**What is required**
Each record should be copied exactly, and none of them omitted.

**Data for this task**
BEGIN

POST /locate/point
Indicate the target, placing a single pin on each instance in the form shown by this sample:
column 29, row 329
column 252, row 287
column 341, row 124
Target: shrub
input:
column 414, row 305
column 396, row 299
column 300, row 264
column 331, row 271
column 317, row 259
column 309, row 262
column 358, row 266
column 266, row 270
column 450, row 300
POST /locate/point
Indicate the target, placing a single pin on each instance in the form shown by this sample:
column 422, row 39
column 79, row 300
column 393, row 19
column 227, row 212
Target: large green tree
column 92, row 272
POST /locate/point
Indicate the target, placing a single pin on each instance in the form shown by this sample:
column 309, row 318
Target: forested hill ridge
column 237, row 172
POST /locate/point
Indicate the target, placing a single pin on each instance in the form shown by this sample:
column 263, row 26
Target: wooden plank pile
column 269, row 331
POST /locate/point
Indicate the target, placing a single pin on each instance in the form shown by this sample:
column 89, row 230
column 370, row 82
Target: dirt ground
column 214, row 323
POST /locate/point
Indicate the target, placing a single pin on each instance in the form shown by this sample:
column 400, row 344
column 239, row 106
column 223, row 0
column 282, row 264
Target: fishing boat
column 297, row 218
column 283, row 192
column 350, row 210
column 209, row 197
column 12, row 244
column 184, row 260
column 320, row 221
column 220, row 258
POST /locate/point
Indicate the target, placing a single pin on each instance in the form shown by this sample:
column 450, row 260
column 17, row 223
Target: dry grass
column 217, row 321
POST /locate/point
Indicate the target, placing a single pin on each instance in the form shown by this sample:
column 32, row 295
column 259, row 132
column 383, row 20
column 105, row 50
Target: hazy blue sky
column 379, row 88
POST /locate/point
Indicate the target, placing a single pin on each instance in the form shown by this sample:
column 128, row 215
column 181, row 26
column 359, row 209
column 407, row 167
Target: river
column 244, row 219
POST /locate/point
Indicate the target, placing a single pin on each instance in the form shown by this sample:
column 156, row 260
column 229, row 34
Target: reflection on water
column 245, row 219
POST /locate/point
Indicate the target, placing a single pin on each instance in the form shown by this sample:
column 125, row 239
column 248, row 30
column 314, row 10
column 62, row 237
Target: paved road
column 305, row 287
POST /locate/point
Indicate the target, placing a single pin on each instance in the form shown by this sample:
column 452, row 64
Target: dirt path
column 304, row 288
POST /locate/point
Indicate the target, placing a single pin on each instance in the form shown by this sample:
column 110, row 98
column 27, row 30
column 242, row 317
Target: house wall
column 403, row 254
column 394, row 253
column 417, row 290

END

**The answer**
POST /locate/point
Indicate the target, placing a single pin on each instance in the form shown by this sample:
column 29, row 329
column 252, row 287
column 341, row 124
Target: shrub
input:
column 414, row 305
column 396, row 299
column 300, row 264
column 331, row 271
column 317, row 259
column 309, row 262
column 358, row 266
column 266, row 270
column 450, row 300
POST /locate/point
Indicate the target, placing a single pin on each instance in the form shown by this sample:
column 422, row 39
column 79, row 300
column 393, row 19
column 227, row 212
Target: large green tree
column 92, row 272
POST /locate/point
Indicate the target, placing a single pin on each instance in the form shown by this sample:
column 309, row 318
Target: forested hill ridge
column 237, row 172
POST /locate/point
Indicate the target, placing a single pin on each instance in the form shown by this sample:
column 263, row 26
Target: wooden plank pile
column 269, row 331
POST /locate/point
Indicate the target, placing a single pin on each instance in the form shown by this sample:
column 89, row 230
column 370, row 82
Target: dirt ground
column 214, row 323
POST /locate/point
Indicate the target, placing a single pin on each instance in the form shown by this sample:
column 400, row 344
column 239, row 106
column 223, row 0
column 282, row 264
Target: fishing boat
column 297, row 218
column 283, row 192
column 350, row 210
column 209, row 197
column 12, row 244
column 184, row 260
column 320, row 221
column 220, row 258
POST /locate/point
Indicate the target, placing a single pin on each instance in the form shown by this sample:
column 450, row 260
column 17, row 223
Target: dry grass
column 217, row 321
POST /locate/point
Indicate the target, placing a single pin on each instance in the form shown by this sample:
column 32, row 295
column 259, row 132
column 383, row 20
column 105, row 50
Target: hazy blue sky
column 379, row 88
POST /locate/point
Indicate the target, placing a single pin on each instance in the form shown by this sample:
column 128, row 215
column 181, row 26
column 359, row 209
column 407, row 167
Target: river
column 244, row 219
POST /locate/point
Indicate the target, placing a single pin on each instance in the form shown by this sample:
column 156, row 260
column 229, row 34
Target: reflection on water
column 245, row 219
POST /locate/point
Indicate the target, placing a single pin on each instance in the form shown by this sample:
column 125, row 239
column 248, row 30
column 314, row 10
column 62, row 237
Target: paved road
column 305, row 287
POST /locate/point
Indicate the target, placing a single pin on each instance in the form shown by this sample:
column 452, row 64
Target: dirt path
column 304, row 288
POST /locate/point
Indicate the target, placing a single pin on each instance in the form shown by this sample:
column 110, row 98
column 27, row 30
column 242, row 317
Target: house wall
column 403, row 254
column 394, row 253
column 417, row 290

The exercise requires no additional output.